**Task objective:**
Please give the records from the line with "In the photo above, where can the yellow" to the line with "point(171, 185)", both included, as a two-column CSV headed input and output. Write one row per record, with its text under input and its answer under output, each in a single quoted field and with line breaks replaced by spaces.

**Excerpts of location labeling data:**
'''

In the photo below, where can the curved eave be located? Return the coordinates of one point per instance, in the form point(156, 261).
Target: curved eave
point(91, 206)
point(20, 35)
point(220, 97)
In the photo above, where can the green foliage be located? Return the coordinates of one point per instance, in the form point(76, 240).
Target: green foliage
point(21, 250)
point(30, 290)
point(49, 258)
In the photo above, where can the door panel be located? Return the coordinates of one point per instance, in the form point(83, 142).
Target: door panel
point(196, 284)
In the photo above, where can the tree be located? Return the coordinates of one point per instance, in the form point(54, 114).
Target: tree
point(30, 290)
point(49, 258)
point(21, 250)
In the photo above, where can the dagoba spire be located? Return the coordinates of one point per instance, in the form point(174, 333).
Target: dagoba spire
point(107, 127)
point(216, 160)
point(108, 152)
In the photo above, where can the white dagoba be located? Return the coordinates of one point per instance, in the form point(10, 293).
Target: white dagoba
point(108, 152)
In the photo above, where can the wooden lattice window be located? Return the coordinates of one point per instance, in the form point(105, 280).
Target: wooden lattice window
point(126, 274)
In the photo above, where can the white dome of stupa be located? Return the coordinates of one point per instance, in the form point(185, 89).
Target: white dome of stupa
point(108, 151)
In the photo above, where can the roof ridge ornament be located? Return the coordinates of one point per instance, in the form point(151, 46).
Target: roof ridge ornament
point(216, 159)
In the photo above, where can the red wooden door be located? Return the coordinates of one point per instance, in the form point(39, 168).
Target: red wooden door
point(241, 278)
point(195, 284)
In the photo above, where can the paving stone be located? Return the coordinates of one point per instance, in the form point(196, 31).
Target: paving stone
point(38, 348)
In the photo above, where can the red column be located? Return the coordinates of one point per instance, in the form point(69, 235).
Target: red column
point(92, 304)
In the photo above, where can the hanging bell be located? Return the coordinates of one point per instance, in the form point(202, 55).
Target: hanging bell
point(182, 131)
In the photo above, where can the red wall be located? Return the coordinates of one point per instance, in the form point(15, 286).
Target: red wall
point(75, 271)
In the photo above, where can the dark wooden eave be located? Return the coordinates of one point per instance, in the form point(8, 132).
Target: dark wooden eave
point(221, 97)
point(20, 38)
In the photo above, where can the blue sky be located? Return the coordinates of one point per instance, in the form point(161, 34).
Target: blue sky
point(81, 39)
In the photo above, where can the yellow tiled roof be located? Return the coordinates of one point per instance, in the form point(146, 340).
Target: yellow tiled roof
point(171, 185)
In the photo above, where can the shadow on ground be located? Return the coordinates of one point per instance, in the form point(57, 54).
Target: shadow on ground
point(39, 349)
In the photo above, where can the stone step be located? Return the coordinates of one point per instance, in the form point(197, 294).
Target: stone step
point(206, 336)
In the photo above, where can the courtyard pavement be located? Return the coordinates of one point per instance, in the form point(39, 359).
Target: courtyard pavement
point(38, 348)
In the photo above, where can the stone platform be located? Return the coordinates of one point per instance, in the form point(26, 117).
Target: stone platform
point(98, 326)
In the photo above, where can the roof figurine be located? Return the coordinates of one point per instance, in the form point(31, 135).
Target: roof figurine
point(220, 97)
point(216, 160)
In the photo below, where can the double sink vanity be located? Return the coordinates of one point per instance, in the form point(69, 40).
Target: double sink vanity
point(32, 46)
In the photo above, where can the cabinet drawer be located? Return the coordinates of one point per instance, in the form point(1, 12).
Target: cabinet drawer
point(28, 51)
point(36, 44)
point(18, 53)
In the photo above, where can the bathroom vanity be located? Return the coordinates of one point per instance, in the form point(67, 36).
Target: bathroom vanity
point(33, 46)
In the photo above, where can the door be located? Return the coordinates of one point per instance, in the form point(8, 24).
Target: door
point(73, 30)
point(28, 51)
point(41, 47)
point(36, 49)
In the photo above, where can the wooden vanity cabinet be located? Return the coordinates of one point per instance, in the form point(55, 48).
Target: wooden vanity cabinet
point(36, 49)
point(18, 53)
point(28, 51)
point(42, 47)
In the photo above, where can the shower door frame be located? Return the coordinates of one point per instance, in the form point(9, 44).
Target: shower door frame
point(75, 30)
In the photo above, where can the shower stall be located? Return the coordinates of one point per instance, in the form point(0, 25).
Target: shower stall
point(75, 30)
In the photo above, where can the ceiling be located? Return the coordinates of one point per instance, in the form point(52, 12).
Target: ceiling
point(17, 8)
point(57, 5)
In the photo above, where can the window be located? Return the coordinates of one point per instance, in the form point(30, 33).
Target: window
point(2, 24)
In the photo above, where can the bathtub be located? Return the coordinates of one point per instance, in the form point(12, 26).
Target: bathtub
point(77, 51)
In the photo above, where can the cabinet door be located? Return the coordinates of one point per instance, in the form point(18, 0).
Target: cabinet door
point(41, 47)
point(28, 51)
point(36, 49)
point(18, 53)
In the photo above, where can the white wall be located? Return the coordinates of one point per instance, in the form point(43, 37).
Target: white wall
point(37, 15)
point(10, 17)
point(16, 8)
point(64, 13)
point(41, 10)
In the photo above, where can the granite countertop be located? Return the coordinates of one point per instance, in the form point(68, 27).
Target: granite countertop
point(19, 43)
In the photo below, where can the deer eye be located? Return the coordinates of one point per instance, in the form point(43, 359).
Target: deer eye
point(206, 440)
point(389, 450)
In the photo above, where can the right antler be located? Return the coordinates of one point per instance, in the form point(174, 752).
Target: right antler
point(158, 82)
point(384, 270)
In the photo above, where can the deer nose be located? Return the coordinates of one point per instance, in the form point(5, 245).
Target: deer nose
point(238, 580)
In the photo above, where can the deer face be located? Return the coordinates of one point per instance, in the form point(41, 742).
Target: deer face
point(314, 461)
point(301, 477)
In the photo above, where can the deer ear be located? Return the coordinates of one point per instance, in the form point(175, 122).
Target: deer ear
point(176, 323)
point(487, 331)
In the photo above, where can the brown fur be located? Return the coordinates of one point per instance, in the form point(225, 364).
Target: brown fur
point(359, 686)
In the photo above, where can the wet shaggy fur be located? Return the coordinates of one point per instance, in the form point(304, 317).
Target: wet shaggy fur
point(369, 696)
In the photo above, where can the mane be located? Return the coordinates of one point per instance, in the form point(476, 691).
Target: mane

'''

**Response for this exercise:**
input,output
"In the photo above, where can the yellow tiled roof be located? Return the coordinates of one point per instance, in the form point(146, 340). Target: yellow tiled roof","point(171, 185)"